BEGIN Provided records

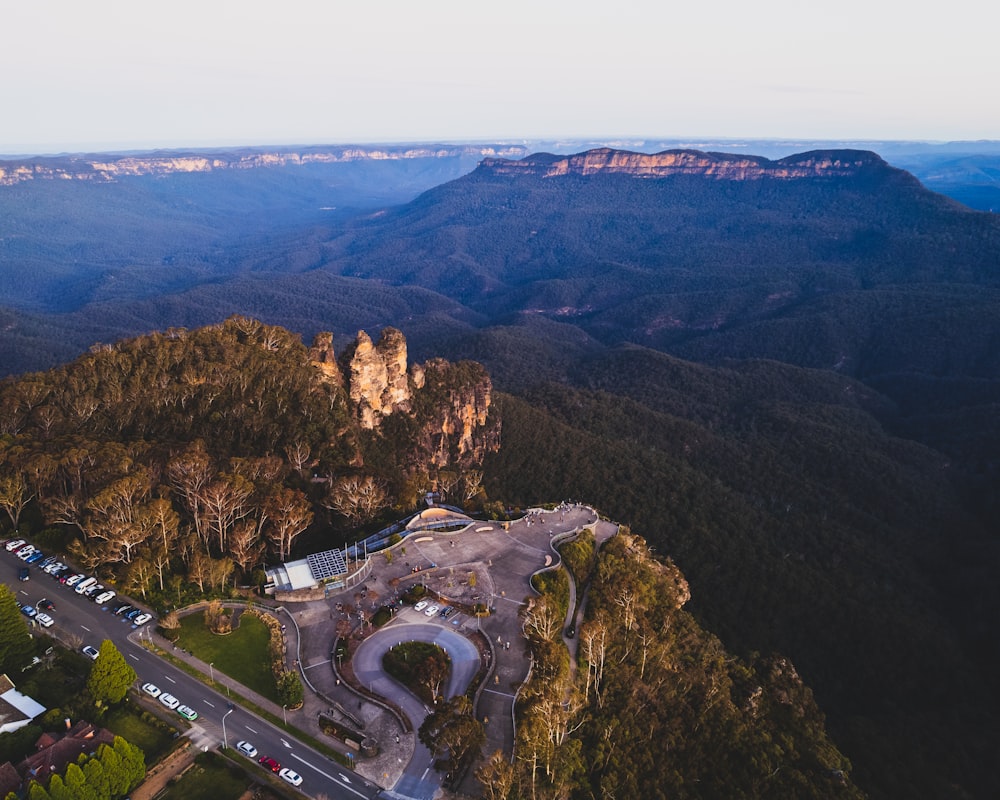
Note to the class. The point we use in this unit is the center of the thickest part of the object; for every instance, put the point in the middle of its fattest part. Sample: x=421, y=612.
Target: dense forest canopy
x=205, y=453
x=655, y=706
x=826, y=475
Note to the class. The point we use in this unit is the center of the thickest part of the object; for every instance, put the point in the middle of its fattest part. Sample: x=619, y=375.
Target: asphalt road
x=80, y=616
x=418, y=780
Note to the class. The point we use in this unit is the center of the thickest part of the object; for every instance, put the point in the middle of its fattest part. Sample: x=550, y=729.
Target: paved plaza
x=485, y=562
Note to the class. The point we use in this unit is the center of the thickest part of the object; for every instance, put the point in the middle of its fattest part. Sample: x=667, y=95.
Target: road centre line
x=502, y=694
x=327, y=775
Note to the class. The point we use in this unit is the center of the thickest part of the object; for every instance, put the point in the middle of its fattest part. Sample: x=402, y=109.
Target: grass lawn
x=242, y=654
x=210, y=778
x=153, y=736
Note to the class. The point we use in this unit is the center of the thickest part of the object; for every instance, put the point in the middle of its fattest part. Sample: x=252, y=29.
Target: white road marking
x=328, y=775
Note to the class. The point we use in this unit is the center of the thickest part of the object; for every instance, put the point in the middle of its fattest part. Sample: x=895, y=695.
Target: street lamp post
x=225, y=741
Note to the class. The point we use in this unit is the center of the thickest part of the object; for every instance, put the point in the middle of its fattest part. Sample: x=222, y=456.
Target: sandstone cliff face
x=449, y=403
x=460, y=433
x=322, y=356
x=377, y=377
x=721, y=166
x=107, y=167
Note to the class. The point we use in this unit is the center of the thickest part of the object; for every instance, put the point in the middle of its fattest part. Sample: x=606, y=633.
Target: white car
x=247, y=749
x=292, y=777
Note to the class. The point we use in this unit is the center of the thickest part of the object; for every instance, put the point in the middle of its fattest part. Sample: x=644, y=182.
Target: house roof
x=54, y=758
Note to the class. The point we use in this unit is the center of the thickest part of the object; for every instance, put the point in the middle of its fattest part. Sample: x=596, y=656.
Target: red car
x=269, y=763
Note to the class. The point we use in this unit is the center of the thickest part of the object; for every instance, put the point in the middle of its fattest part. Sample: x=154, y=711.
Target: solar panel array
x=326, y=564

END Provided records

Written task =
Reproduce all of the lines above word for word, omitting the pictures.

Reply =
Note to the class. The point we use in this unit is the center of the thickest part of the object; for every instance, put the point in the middle of its fattest part. Sample: x=421, y=612.
Target: dense forest canopy
x=205, y=453
x=655, y=706
x=826, y=475
Note to the class. The point we use in this unit is the center of the thickest part of the object; for every instance, put the point in the middle of its fattest part. Sample: x=619, y=375.
Target: asphalt road
x=80, y=616
x=418, y=780
Note to the class. The point we use in this unit is the center of the thickest part of the object; for every instance, put the point in the middle of its fattest part. Sample: x=550, y=729.
Target: paved plaza
x=485, y=562
Note to the class. The point we use in this unit is the center of the thickest part of the object; for every instance, put the point in the middle of its fattest part. Sample: x=667, y=95.
Target: road centre line
x=502, y=694
x=327, y=775
Note to the class. The point we use in this unit is the center of the thickest part of the object; for every instance, put the point in the middle of its fattest part. Sample: x=402, y=109.
Target: grass lawn
x=242, y=654
x=210, y=778
x=153, y=736
Note to the class. The point we use in this unit is the center of the thickest part of the object; for every instance, put the point in the middle of its fattest part. Sample: x=252, y=29.
Target: white road marking
x=328, y=775
Note to the class. The point we use in this unit is the center of the thickest part of the object; for every instance, put the point in the middle of its fattest part. Sample: x=895, y=695.
Target: street lamp post
x=225, y=741
Note to the class. The point we use in this unit is the center of the thickest part of the object; for every instance, put the point in the middle of its fattest part. Sample: x=222, y=456.
Target: sandstone cliff face
x=449, y=403
x=460, y=433
x=322, y=356
x=377, y=377
x=721, y=166
x=107, y=167
Note to the class. The point we use in this unit is the center of the thickest part of the object; for every instance, put the point in the middle of its fattest part. Sample: x=606, y=633.
Target: white car
x=247, y=749
x=292, y=777
Note to the class. The point we use in this unit is the center of the thickest part of the object; for every instance, put the point in the middle of its fattest part. Sample: x=644, y=182.
Target: house roof
x=54, y=758
Note to the class. The point we use in this unit is the center of the thickest part of the object; for every instance, put the point in the middle of its fattest part. Sample: x=596, y=656.
Target: red car
x=269, y=763
Note to the class. The point we use in this unit is the center of the thickest part of the object; for every instance, put the point in the middle of its fattest part. Sample: x=154, y=711.
Target: solar panel array
x=326, y=564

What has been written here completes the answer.